- Requirements: How many lines of the data below contain the string "daybed", with case counting? Give only the number.
======== Dataset extract ========
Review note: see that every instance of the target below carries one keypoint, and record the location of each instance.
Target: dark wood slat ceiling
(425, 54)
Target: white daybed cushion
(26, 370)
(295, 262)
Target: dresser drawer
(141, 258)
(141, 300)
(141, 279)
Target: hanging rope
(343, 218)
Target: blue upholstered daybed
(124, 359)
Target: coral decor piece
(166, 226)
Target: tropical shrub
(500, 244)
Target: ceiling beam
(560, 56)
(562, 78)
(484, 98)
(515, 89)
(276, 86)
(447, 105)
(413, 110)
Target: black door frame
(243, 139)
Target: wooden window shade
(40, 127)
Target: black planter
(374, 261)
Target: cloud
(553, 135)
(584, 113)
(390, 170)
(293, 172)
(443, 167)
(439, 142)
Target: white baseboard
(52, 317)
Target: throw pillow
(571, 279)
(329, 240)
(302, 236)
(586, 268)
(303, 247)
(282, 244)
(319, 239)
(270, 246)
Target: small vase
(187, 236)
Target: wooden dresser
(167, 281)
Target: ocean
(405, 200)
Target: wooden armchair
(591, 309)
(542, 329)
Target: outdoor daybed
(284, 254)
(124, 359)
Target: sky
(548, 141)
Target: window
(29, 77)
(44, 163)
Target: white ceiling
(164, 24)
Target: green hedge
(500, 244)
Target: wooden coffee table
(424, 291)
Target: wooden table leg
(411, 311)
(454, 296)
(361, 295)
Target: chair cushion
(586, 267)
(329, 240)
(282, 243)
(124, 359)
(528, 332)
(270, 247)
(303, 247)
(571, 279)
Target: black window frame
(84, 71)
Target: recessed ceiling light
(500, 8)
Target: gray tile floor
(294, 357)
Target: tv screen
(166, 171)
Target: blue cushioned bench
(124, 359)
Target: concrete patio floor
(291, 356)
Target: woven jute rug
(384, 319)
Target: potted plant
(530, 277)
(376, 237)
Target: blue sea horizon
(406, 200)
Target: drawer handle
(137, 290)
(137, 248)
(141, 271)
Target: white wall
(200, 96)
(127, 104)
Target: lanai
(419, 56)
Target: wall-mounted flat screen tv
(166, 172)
========
======== Dataset extract ========
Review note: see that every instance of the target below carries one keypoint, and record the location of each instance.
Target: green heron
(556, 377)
========
======== Dataset extract ========
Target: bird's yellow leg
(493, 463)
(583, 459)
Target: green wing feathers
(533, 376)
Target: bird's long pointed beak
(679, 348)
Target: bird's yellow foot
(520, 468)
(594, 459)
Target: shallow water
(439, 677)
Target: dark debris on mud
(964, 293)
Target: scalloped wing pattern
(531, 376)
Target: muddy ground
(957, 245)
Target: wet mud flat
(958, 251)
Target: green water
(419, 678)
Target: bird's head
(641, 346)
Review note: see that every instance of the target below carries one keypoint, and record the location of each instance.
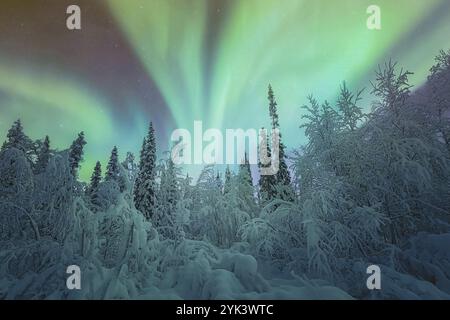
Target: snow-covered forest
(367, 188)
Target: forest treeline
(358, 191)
========
- Result for this task: 3